EXERCISE: Check each line of the entries below for the word "query", and copy the lines that have it.

···

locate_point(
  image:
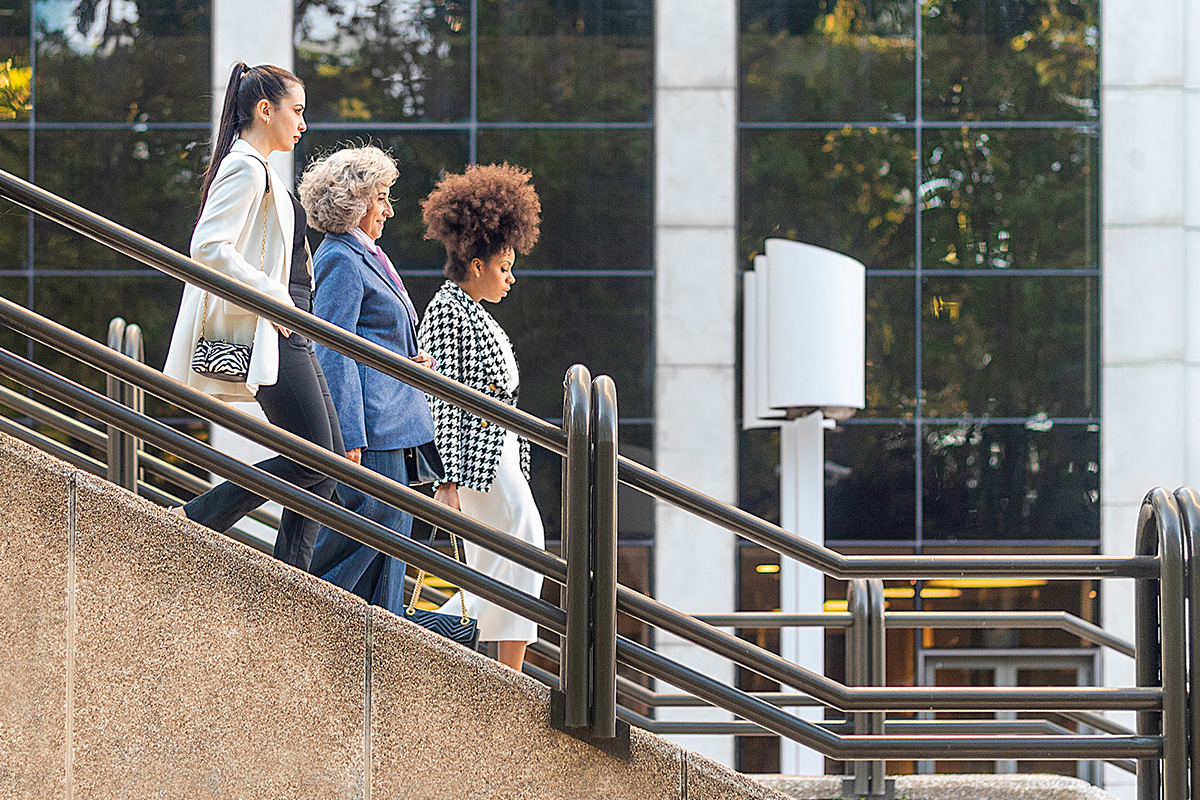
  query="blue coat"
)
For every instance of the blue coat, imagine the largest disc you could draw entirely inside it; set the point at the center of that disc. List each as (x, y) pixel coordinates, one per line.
(354, 293)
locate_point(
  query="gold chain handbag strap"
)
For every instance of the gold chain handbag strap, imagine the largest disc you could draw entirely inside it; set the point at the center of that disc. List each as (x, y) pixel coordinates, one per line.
(262, 253)
(420, 582)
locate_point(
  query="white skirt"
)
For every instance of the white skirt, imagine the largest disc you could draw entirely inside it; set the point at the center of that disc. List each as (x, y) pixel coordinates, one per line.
(508, 506)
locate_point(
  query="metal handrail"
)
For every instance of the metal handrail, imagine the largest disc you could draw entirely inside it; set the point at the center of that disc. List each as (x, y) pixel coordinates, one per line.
(1145, 566)
(99, 439)
(1188, 501)
(647, 609)
(379, 537)
(833, 564)
(1059, 620)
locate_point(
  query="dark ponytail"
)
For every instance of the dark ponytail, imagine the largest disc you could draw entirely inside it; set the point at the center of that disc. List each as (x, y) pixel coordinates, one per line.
(247, 85)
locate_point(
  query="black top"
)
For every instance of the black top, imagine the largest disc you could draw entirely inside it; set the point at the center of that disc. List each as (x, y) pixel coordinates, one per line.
(300, 282)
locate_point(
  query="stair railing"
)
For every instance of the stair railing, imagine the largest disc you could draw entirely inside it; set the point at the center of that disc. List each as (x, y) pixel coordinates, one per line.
(1147, 698)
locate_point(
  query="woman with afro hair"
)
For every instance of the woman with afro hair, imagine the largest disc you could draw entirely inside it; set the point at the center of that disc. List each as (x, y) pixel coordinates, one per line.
(484, 217)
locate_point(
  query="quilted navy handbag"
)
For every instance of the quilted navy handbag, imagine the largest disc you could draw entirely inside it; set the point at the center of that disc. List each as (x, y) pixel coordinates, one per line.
(460, 629)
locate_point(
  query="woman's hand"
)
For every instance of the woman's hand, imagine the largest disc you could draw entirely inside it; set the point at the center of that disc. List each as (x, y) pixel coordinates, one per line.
(448, 495)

···

WRITTEN SOLUTION:
  query="blue coat"
  query="gold chain handbag strap"
  query="white skirt"
  query="metal handrail"
  query="dark ponytail"
  query="black top"
  query="stair railing"
  query="woman with afro hair"
  query="quilted navy handbag"
  query="woman's hand"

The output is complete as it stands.